— start Data for this task —
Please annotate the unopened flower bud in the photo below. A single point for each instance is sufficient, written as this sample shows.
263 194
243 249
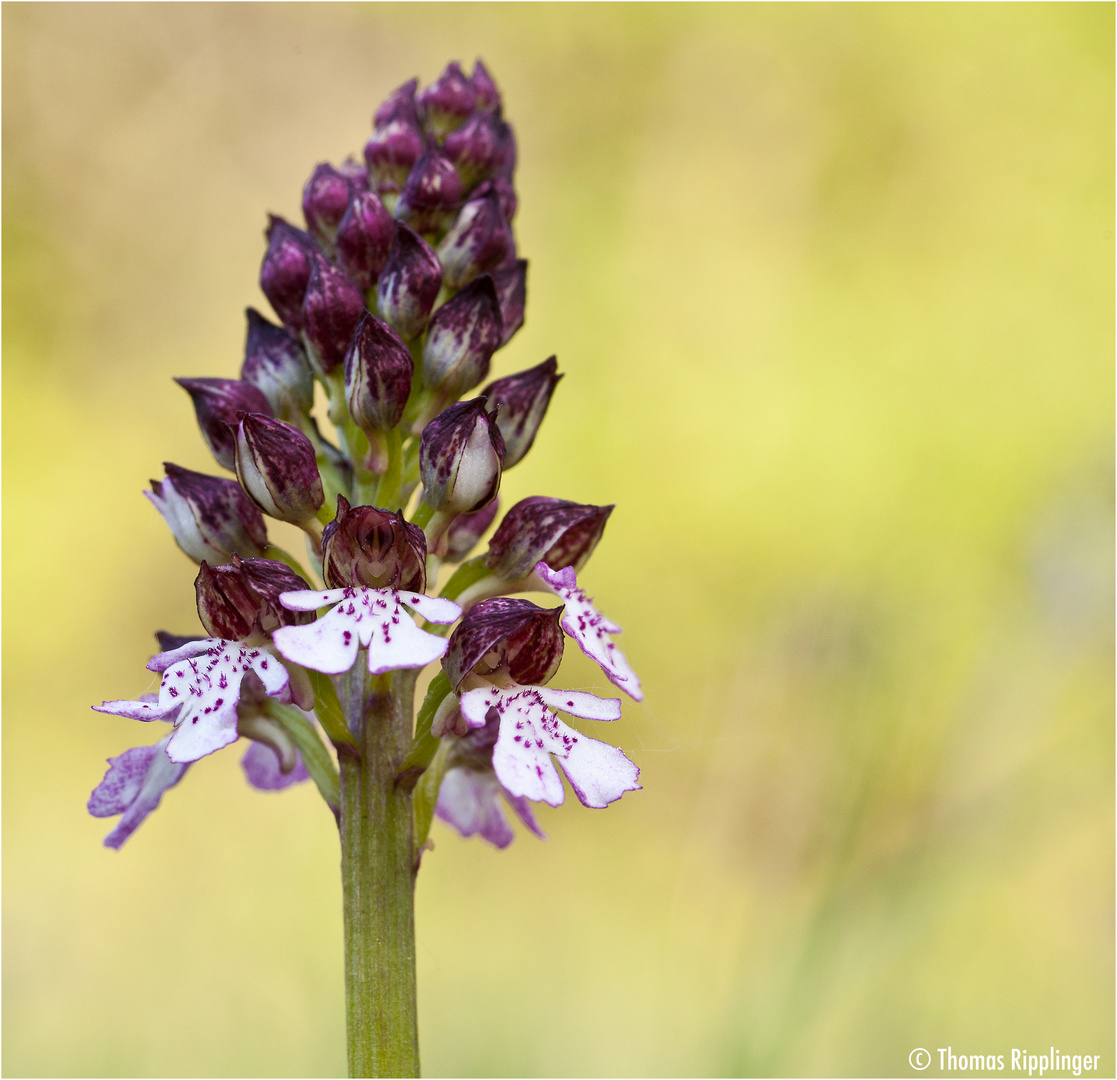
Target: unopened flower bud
286 269
431 194
460 458
364 238
325 199
240 599
365 546
474 147
378 375
447 102
507 636
211 518
276 365
479 240
511 283
466 529
505 193
217 402
409 284
486 96
400 103
464 333
276 467
391 153
522 402
540 528
331 311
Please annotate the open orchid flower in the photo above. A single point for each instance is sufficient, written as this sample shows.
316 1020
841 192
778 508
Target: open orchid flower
199 694
133 786
531 733
469 795
373 618
588 627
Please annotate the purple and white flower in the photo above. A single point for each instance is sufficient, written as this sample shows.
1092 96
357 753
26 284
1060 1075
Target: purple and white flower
589 627
372 618
199 693
531 734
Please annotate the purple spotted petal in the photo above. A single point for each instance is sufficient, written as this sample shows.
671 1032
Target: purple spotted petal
373 618
133 787
589 628
260 764
531 733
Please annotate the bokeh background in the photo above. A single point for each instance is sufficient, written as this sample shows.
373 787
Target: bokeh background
833 290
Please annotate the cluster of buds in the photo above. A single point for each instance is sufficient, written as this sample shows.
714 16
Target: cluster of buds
394 298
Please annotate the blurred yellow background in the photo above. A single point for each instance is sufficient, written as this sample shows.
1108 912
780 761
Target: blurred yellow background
833 290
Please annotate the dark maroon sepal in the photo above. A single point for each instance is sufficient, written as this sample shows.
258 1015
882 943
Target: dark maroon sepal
511 283
508 636
364 546
276 364
217 402
240 599
447 102
364 238
378 375
540 528
464 333
460 458
479 240
522 402
325 199
408 286
331 311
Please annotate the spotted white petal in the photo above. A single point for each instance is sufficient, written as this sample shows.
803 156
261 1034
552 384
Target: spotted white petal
531 734
373 618
589 628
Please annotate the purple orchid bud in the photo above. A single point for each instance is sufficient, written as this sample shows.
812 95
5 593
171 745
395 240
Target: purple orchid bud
479 240
133 787
286 269
432 193
504 191
460 458
391 153
466 529
331 311
363 546
511 284
325 199
276 364
217 402
400 103
211 518
364 238
544 529
474 147
240 599
522 401
486 95
464 333
447 102
504 154
276 466
507 636
263 765
409 284
378 375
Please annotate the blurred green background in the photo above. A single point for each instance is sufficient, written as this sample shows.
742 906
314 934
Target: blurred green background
833 290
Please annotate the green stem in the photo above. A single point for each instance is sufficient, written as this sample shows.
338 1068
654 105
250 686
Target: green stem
378 878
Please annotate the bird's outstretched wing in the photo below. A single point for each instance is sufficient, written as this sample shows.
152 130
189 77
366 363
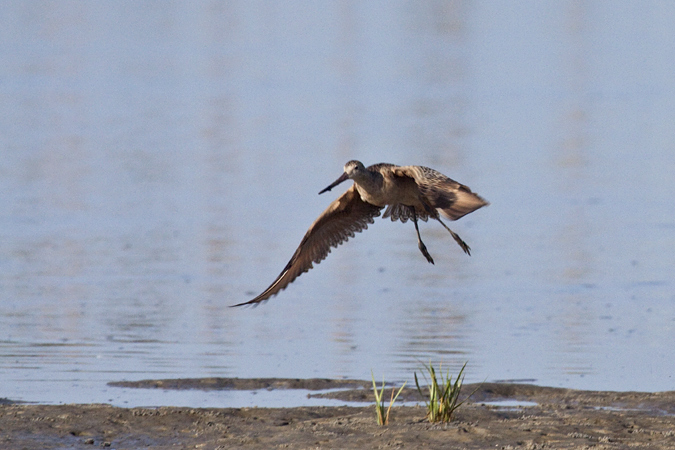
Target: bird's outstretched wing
347 215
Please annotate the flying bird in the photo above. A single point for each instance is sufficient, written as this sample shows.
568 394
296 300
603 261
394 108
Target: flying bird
408 192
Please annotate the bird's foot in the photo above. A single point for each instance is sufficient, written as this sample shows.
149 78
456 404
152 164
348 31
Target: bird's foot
423 249
462 244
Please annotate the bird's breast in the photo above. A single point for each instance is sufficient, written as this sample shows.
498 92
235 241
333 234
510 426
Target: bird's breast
389 193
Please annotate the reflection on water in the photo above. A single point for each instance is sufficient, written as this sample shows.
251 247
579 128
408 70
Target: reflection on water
160 164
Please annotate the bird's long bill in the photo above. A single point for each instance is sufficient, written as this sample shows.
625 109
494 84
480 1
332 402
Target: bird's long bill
342 178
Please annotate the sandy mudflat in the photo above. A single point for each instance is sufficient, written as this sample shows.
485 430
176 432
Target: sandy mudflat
560 418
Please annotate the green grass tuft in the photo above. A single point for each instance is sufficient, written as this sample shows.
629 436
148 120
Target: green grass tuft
382 414
443 396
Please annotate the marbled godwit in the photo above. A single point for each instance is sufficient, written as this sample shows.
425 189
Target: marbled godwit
408 192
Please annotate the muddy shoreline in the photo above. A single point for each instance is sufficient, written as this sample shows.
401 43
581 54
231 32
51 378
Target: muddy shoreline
495 417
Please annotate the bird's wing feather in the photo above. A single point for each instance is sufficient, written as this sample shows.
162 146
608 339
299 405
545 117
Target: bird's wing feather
454 199
347 215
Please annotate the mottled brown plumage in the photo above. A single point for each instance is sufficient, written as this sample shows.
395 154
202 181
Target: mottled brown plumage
408 192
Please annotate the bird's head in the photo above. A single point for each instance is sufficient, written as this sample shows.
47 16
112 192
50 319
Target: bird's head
353 169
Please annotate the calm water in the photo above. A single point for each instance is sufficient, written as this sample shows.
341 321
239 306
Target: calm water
161 161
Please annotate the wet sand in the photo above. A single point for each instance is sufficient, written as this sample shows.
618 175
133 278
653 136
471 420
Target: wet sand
559 418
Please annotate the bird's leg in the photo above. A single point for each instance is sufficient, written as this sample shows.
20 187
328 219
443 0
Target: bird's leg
420 244
456 237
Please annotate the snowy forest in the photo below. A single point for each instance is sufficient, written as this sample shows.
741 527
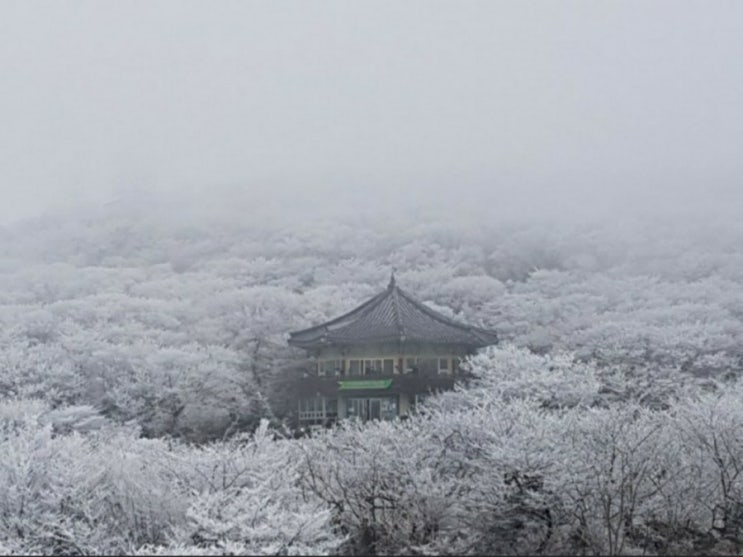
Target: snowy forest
144 370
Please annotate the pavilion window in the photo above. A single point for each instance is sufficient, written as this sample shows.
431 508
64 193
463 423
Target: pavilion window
354 367
428 365
330 367
443 365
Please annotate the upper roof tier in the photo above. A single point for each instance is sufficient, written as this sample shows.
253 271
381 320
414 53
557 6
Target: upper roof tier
392 316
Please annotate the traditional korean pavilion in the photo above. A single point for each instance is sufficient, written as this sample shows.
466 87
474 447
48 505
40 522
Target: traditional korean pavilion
379 360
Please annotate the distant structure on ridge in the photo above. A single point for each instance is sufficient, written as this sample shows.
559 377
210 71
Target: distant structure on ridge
381 359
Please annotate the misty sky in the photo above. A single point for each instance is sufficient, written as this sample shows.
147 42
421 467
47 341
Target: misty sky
582 102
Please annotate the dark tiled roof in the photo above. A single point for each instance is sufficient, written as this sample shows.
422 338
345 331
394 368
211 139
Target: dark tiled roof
392 316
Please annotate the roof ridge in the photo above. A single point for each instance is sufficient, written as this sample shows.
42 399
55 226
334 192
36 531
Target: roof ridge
396 309
433 313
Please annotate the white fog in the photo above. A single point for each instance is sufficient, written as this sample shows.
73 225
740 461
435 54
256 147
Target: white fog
371 278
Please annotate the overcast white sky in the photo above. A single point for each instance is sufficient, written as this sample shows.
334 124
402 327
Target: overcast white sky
631 102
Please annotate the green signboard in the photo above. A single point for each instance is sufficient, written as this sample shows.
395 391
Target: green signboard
367 384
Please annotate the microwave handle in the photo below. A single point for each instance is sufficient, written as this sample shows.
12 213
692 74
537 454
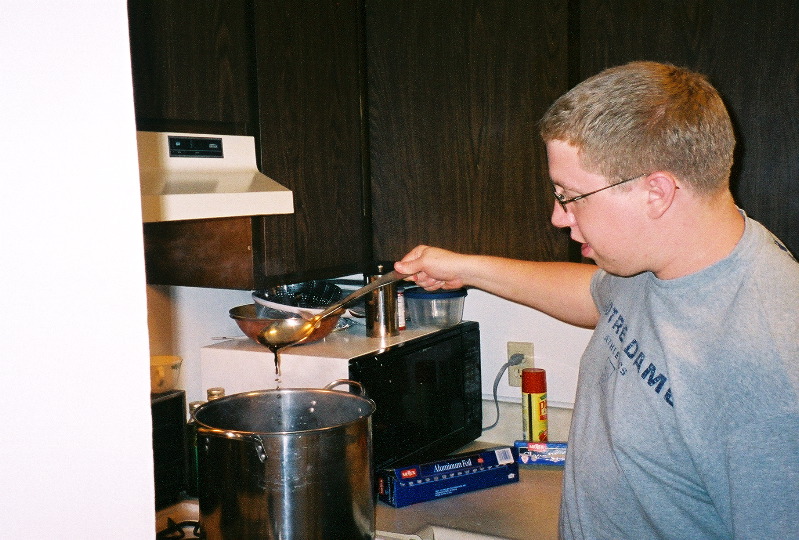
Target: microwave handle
350 382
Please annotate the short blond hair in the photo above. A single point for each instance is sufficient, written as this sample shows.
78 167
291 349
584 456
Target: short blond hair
647 116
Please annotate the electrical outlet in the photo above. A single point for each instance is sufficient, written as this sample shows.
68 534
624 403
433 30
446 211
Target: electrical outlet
515 372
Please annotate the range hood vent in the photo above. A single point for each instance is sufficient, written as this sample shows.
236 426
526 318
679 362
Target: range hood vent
189 176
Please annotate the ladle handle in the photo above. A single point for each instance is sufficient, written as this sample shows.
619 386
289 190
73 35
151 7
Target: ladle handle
385 279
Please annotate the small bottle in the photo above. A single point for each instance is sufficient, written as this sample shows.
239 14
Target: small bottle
534 404
191 448
215 393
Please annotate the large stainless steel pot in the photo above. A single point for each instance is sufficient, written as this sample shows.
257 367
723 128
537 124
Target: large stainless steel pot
287 464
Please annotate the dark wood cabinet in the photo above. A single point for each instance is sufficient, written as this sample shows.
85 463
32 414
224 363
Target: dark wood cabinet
398 123
750 53
193 66
286 74
310 86
455 93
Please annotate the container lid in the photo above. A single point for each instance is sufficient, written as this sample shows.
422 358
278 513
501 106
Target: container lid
534 381
440 294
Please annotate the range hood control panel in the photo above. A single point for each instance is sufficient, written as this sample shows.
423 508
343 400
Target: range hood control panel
195 147
186 176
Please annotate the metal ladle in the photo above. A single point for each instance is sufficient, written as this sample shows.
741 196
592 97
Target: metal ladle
285 332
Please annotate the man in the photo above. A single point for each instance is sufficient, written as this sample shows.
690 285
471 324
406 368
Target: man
686 420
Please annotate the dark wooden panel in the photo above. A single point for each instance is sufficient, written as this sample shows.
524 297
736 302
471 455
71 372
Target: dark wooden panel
455 93
213 253
750 52
192 65
309 90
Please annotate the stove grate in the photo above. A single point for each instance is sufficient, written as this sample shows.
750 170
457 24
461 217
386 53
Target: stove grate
176 530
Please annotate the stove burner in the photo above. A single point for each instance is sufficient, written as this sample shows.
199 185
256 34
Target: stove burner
176 530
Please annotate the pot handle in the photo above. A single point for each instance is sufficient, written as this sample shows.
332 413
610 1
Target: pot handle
350 382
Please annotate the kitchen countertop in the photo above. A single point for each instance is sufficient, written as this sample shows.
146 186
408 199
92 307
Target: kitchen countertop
525 509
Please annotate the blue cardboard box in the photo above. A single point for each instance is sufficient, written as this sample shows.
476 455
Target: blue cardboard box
541 453
458 474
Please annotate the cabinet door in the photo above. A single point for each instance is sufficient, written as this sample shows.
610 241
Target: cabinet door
750 53
192 65
309 94
193 71
455 93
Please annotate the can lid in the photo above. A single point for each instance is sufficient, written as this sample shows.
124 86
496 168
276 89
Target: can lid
534 381
439 294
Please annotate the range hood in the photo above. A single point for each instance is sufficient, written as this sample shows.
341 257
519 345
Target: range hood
190 176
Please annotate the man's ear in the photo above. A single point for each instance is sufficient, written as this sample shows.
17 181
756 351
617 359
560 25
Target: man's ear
662 188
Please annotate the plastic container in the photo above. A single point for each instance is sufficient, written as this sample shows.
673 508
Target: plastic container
164 371
441 308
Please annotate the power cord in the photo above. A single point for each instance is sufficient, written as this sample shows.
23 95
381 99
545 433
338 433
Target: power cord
514 360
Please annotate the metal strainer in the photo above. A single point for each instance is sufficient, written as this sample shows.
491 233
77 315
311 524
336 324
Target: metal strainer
309 297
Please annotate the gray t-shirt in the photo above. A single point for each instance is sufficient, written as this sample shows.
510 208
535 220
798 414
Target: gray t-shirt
686 422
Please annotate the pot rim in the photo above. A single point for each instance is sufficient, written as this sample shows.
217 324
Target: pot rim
207 429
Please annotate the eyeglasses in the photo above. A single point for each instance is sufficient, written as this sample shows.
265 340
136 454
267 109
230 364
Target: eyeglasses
564 201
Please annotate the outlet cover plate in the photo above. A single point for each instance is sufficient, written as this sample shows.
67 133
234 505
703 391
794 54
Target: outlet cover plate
515 372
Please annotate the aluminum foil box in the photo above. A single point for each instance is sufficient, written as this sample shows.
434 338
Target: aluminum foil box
460 473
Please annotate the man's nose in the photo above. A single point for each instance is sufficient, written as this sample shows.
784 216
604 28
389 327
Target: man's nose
561 217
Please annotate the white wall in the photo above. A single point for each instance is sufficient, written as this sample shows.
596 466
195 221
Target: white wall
183 319
75 450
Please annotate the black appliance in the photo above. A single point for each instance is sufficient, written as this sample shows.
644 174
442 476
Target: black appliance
169 446
428 395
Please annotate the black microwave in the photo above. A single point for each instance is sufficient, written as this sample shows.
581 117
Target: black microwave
428 395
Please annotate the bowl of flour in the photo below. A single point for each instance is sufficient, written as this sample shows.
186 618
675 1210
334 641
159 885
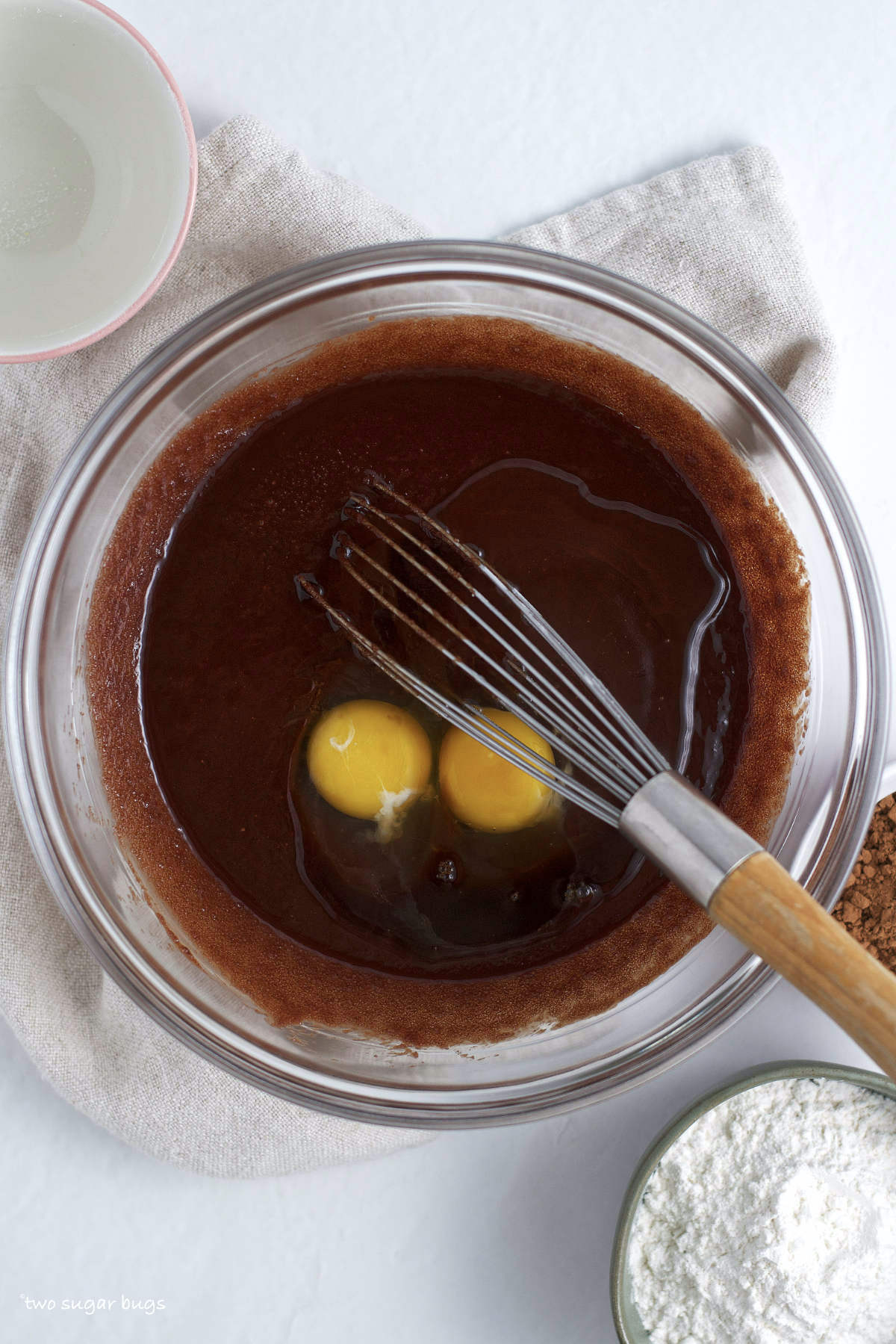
— end Data for this task —
How many lines in the listing above contain the string "pavilion"? Case counts, and the reply should be only the number.

4